------ Excerpt to read
There is a quite a bit of clamor on social media and other outlets that Friday’s deadly attacks in Paris are receiving a disproportionate amount of media attention compared to other high-casualty attacks in places like Kenya and Lebanon. The critical read of this reality is that (mostly white) Western Europeans and Americans don’t care about “dark people” from third-world countries. There is probably more than a ring of truth to this observation, though it ignores the fact that brutal, well-planned terrorist assaults are “not supposed to happen” in places like Paris, London, and New York. If Paris is susceptible to such organized violence by so-called extremists, what’s to top something similar from happening in Berlin or Rome or Chicago? Paris makes the threat of Islamic terror feel more immediate than bomb blasts in Beirut. A soberminded reflection reveals that terrorist violence is always abhorrent; but that doesn’t change how the popular consciousness will react to it. Remember: One of the (rickety) promises of liberalism, which finds its roots in Thomas Hobbes, is to keep the citizenry safe from violent death. Terrorism upsets this claim.
------------
Work to do:
1. In the passage on coverage of the Paris attacks, what is the Spanish translation of the sentence "Paris makes the threat of Islamic terror feel more immediate than bomb blasts in Beirut."?
2. Can you write what comes next in the passage on coverage of the Paris attacks, picking up after its final sentence?
You can leave the entries aside, since nothing here depends on them.
------ Extracted material
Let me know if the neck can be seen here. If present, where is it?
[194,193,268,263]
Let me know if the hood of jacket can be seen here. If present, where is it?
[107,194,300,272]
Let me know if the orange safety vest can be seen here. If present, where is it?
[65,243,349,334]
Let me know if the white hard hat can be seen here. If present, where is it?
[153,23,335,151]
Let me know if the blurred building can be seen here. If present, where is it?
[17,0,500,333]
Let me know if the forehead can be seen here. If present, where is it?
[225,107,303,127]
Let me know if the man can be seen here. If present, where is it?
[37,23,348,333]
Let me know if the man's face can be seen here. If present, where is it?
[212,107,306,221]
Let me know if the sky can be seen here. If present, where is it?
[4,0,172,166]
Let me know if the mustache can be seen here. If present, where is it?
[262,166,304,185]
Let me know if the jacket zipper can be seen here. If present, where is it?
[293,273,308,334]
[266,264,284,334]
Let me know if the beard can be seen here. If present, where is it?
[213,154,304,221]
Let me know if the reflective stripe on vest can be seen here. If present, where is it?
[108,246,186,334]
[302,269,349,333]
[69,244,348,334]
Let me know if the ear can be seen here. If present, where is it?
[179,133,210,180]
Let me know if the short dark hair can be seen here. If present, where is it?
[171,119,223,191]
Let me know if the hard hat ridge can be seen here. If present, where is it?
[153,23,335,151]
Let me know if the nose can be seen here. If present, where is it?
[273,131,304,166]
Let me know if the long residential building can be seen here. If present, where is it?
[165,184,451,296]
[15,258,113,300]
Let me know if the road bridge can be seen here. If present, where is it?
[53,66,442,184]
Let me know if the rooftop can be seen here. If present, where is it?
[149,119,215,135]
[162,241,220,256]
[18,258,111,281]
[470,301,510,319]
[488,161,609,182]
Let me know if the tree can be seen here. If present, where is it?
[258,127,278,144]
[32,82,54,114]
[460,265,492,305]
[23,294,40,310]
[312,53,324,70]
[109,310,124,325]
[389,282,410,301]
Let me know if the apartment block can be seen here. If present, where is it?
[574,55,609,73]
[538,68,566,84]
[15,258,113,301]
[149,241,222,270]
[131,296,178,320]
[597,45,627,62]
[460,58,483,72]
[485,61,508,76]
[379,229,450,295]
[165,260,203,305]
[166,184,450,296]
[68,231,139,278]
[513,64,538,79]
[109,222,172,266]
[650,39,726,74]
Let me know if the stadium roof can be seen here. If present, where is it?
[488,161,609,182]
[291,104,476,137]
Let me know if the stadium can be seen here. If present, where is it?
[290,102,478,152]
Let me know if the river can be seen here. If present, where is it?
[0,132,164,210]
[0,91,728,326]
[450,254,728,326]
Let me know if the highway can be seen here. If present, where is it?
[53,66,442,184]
------------
------ Extracted material
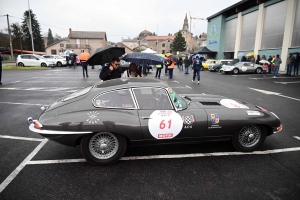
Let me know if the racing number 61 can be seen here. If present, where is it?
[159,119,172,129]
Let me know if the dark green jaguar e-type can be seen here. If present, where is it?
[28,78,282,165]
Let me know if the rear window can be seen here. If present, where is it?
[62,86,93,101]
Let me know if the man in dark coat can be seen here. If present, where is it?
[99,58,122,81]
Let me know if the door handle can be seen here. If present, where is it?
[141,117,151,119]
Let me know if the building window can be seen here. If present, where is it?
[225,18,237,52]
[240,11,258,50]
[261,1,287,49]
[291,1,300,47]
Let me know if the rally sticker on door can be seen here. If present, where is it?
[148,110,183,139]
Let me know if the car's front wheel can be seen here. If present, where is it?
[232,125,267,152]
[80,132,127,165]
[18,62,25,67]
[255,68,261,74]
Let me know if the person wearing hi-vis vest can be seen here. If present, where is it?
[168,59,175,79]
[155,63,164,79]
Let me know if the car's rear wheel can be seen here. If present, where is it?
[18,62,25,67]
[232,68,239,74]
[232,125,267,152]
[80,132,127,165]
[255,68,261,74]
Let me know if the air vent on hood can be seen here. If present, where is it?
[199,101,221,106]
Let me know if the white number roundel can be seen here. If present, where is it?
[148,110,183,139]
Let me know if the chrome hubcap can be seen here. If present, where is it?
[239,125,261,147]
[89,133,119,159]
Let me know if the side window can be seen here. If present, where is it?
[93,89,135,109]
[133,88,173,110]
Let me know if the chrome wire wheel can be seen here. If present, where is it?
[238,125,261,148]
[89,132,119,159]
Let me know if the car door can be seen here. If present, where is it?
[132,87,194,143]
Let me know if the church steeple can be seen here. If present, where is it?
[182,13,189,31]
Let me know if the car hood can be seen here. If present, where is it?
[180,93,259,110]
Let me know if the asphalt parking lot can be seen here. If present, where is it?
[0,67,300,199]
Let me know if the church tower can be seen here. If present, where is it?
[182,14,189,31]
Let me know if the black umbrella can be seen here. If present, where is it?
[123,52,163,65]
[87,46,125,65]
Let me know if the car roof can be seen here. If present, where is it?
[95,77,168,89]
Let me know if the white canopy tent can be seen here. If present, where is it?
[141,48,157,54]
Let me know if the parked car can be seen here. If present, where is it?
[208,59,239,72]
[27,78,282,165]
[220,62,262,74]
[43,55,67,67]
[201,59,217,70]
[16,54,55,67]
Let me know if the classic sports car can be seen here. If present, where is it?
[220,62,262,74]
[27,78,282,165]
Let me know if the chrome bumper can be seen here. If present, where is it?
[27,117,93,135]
------------
------ Extracted material
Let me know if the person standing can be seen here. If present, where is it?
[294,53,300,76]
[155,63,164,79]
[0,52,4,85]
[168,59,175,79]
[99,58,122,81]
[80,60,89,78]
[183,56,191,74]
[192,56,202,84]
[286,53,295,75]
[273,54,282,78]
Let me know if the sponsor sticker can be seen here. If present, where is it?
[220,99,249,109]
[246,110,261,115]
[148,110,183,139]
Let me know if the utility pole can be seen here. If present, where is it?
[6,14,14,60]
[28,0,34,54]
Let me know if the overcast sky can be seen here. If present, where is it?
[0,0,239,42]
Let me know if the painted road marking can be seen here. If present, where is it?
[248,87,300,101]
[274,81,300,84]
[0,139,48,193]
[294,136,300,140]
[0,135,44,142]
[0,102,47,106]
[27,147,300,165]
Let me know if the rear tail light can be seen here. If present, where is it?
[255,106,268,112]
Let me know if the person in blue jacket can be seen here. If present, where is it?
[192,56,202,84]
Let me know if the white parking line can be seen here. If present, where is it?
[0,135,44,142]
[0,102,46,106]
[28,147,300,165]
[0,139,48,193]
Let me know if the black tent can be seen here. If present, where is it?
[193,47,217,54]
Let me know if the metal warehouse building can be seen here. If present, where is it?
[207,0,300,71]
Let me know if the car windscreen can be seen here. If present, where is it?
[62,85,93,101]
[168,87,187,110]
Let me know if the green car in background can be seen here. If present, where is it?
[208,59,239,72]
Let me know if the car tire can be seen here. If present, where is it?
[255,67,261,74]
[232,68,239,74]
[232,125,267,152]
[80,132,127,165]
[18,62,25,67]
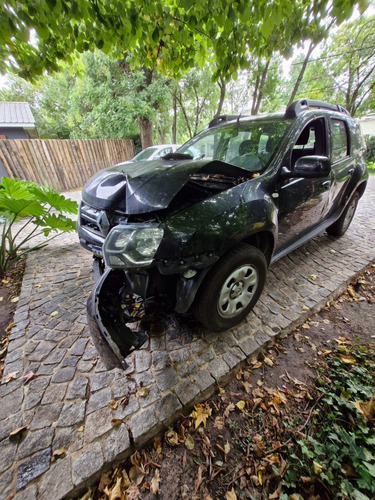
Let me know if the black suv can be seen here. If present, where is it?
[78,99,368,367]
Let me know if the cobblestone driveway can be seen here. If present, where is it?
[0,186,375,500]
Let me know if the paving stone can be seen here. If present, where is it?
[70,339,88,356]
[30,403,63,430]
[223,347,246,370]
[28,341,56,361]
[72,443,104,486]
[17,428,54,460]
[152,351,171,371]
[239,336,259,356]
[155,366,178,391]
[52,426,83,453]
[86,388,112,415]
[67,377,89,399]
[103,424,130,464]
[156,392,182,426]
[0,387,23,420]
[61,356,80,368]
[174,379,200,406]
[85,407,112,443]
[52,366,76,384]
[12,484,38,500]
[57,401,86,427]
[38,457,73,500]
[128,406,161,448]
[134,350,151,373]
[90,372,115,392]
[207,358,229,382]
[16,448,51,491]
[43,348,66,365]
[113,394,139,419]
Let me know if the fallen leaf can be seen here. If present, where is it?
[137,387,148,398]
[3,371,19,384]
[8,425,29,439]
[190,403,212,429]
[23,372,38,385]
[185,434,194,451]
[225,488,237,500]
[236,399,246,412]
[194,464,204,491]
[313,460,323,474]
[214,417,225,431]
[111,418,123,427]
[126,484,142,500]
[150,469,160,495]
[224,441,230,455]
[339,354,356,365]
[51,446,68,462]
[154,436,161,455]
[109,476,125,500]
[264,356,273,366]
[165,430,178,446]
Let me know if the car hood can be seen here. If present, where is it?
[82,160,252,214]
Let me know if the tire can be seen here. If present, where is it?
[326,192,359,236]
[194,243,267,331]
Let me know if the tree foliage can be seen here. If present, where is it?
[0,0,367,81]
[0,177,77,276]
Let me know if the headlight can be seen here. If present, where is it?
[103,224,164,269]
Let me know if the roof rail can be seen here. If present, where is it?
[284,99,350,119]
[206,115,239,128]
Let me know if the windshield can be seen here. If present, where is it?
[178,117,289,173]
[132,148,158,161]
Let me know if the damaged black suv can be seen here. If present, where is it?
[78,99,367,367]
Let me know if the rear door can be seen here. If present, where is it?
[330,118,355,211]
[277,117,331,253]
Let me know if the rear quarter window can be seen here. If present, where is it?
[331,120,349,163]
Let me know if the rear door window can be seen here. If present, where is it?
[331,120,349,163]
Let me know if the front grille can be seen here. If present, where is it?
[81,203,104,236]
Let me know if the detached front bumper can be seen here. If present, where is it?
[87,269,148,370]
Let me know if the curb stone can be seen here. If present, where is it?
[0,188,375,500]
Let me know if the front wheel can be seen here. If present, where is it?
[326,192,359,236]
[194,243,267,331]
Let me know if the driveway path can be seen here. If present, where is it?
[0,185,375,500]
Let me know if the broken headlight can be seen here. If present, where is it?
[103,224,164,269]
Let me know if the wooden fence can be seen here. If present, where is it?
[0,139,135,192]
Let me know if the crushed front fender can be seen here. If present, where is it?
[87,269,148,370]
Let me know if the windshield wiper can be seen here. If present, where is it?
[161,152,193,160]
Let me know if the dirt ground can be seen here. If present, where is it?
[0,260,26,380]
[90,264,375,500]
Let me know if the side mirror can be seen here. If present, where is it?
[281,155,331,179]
------------
Answers to each task:
1. París hace que la amenaza del terror islámico se sienta más inmediata que las explosiones de bombas en Beirut.

2.
Terrorism upsets this claim not simply by the fact it kills people, but because it reminds us that there are still genuine enemies in the world, that is, those who force us to make an existential decision about ourselves. The problem is that liberalism itself is not a banner most spiritually healthy individuals which to march under, for there is really nothing “to” liberalism except a series of promises culminating in an unimaginative, hedonistic, and ultimately cowardly life—a life of “entertainment” as Carl Schmitt quietly, but powerfully, noted in his The Concept of the Political. Men are not willing to die for such things; they are only willing to put their power behind making sure that others die for them. Granted, America, more than its European neighbors, still presents a tale of transcendent meaning to prop-up the prevailing liberal ideology, but how long is that bound to last? At some point in the not-so-distant future the vacuousness of the so-called “American Experiment” will be as evident as the moral and spiritual emptiness of European-style liberalism. How long until we submit—as European is submitting—to the crescent moon?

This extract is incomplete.